BEDFORD-STUYVESANT — Inspired by her own experience with epilepsy, Bedford-Stuyvesant resident Uma Smith has invented a portable first aid kit and safe space for use during epileptic seizures that has won recognition in a design competition sponsored by a prestigious international foundation.
Smith’s invention, Cocoon, is the American national winner of the James Dyson Award.
The awards, according to the James Dyson Foundation website, “celebrate, encourage and inspire the next generation of design engineers,” and are “open to current and recent design engineering students.”
All of the winners and runners-up from countries around the world were announced on Thursday, Sept. 19.
Cocoon is a pillow that protects the user’s head, alerts emergency contacts to the onset of a seizure and tells bystanders how they can help.
Smith, a recent Pratt Institute graduate, was diagnosed at age 11 with epilepsy and has been hospitalized four times since for seizures, three of which took place away from home and away from caretakers who could help.
“I started looking for epileptic safe spaces, so I could be on the subway or whatever and I wouldn’t have to be worried about, ‘What’s a good place to have a seizure?’” she said.
Smith found smart watches online that could detect a seizure and alert caretakers, and protective devices like headgear or anti-suffocation pillows, but nothing compact that fulfilled both functions.
At Pratt, she started working on a pillow with a mesh covering to stabilize and protect the user’s head. Sensors within the device alert caretakers when the pillow is in use and shares with them the GPS coordinates.
Cocoon also times the seizure and calls an ambulance if it exceeds five minutes, the threshold at which experts say neurological damage is a concern. Two flaps fold out from the pillow with instructions for bystanders. When not in use, Cocoon rolls up into a 1-foot x 4-inch package that fits easily into a purse or briefcase.

- **Excerpted records**
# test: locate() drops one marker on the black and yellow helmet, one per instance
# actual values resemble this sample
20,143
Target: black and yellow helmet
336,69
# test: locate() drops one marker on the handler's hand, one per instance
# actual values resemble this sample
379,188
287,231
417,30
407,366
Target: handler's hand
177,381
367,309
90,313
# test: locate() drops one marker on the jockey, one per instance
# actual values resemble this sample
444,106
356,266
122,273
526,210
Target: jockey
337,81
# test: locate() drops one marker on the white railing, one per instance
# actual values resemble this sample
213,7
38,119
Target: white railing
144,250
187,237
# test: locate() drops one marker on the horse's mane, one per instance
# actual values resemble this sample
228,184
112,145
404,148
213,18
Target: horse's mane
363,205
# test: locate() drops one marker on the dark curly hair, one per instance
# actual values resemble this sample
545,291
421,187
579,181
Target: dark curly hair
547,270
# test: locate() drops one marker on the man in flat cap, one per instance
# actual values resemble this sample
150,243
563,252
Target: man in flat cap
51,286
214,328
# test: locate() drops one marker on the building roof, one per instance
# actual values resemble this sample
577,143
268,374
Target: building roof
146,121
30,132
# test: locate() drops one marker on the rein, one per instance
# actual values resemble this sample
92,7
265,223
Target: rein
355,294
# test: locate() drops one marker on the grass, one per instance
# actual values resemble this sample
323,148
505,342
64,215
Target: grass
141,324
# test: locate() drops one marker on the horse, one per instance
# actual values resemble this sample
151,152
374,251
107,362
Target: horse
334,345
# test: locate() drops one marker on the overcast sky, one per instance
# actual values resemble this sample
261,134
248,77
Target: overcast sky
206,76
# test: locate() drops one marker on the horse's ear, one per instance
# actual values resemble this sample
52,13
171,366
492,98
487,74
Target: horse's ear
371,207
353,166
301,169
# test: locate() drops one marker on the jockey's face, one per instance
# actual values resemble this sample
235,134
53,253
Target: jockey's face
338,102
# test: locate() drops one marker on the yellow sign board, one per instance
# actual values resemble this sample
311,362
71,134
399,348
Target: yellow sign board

- **Exercise aim**
Please continue the article about the Cocoon seizure pillow from its last sentence. The records have no connection to the article about the Cocoon seizure pillow.

- **Solved exercise**
“I wanted to create something that would combine all features and allow people with epilepsy to live more independent lives,” said Smith.
Now Smith carries her Cocoon prototype with her whenever she has epileptic triggers — for her, sleep deprivation and stress — and no longer has to scope out her surroundings for a safe place to have a seizure.
As the U.S. winner of the James Dyson Award, Smith will receive $2,500 and advance to the international round of the competition, judged first by Dyson company engineers who will whittle the list of national winners down to a short list, and eventually by James Dyson, the British inventor perhaps best known for his innovative vacuums. Should Smith win the international competition, which will be announced Nov. 14, she’ll receive $35,000.
Whether Cocoon makes it all the way or not, Smith hopes to license the design to a company that can help her manufacture the device and get it on the market.
“I really do want to make it a reality,” she said. “I think it’s filling a necessary space in the market and I want to get it into the hands of the people that need them.”